Data in this exercise:
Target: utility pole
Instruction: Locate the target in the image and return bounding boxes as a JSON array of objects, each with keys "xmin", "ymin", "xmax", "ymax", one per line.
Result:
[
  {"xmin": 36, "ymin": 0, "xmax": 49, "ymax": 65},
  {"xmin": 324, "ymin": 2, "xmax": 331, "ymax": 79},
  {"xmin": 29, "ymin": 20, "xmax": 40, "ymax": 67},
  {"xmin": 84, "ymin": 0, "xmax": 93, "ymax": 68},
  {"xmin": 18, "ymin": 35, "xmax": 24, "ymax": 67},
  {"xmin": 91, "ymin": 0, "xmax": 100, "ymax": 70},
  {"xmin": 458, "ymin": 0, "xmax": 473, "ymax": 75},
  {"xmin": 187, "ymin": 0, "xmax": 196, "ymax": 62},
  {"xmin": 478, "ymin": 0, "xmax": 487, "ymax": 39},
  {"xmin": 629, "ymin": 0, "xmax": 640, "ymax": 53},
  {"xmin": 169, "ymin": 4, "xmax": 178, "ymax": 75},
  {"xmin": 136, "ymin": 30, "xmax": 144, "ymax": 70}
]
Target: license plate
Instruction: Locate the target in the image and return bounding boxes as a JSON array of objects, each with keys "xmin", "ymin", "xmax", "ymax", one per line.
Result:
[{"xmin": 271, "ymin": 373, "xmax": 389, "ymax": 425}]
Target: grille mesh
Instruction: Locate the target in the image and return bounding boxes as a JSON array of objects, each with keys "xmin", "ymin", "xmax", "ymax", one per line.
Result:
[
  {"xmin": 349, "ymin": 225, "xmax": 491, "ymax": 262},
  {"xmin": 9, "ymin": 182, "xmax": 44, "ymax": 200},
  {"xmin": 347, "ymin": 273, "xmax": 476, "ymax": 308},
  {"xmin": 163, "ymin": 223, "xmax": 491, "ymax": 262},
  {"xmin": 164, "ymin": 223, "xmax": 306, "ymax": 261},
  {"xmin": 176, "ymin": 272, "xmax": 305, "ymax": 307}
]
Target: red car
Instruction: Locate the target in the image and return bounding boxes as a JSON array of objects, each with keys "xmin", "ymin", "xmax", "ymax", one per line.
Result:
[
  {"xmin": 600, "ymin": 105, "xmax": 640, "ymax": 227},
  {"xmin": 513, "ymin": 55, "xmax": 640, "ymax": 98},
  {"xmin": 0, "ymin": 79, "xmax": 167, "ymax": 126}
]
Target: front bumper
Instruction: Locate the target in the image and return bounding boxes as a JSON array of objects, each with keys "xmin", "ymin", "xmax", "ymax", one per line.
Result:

Instruction:
Copy out every entry above, putting "rectangles" wherever "bounding boxes" appears and keeping everything else the same.

Worked answer:
Target: utility pole
Instruction: Locate the target in the image and return rectangles as a JSON array of objects, each with keys "xmin", "ymin", "xmax", "ymax", one per line.
Result:
[
  {"xmin": 36, "ymin": 0, "xmax": 49, "ymax": 65},
  {"xmin": 324, "ymin": 2, "xmax": 331, "ymax": 79},
  {"xmin": 29, "ymin": 20, "xmax": 40, "ymax": 67},
  {"xmin": 84, "ymin": 0, "xmax": 93, "ymax": 68},
  {"xmin": 18, "ymin": 35, "xmax": 24, "ymax": 67},
  {"xmin": 91, "ymin": 0, "xmax": 100, "ymax": 70},
  {"xmin": 458, "ymin": 0, "xmax": 473, "ymax": 75},
  {"xmin": 187, "ymin": 0, "xmax": 196, "ymax": 62},
  {"xmin": 478, "ymin": 0, "xmax": 487, "ymax": 39},
  {"xmin": 629, "ymin": 0, "xmax": 640, "ymax": 53},
  {"xmin": 169, "ymin": 4, "xmax": 178, "ymax": 75},
  {"xmin": 136, "ymin": 30, "xmax": 144, "ymax": 70}
]
Target: license plate
Instruction: Locate the target in the image and return rectangles as a JSON array of objects, each with keys "xmin", "ymin", "xmax", "ymax", one per line.
Result:
[{"xmin": 271, "ymin": 373, "xmax": 389, "ymax": 425}]
Target: grille mesh
Instruction: Locate the target in the image and return rectangles as a JSON array of objects, each with keys "xmin", "ymin", "xmax", "ymax", one per line.
Result:
[
  {"xmin": 349, "ymin": 225, "xmax": 491, "ymax": 262},
  {"xmin": 9, "ymin": 182, "xmax": 44, "ymax": 200},
  {"xmin": 347, "ymin": 273, "xmax": 476, "ymax": 308},
  {"xmin": 163, "ymin": 223, "xmax": 491, "ymax": 262},
  {"xmin": 164, "ymin": 223, "xmax": 306, "ymax": 261},
  {"xmin": 176, "ymin": 272, "xmax": 305, "ymax": 307}
]
Target: red car
Instruction: Locate the target in the image and return rectangles as a JSON array of objects, each with keys "xmin", "ymin", "xmax", "ymax", one per line.
Result:
[
  {"xmin": 600, "ymin": 105, "xmax": 640, "ymax": 227},
  {"xmin": 513, "ymin": 55, "xmax": 640, "ymax": 98},
  {"xmin": 0, "ymin": 79, "xmax": 167, "ymax": 126}
]
Target: front bumper
Instruction: Locate the target in the image and return rectangles as a JSON array of objects, each with keys "xmin", "ymin", "xmax", "ymax", one per line.
Result:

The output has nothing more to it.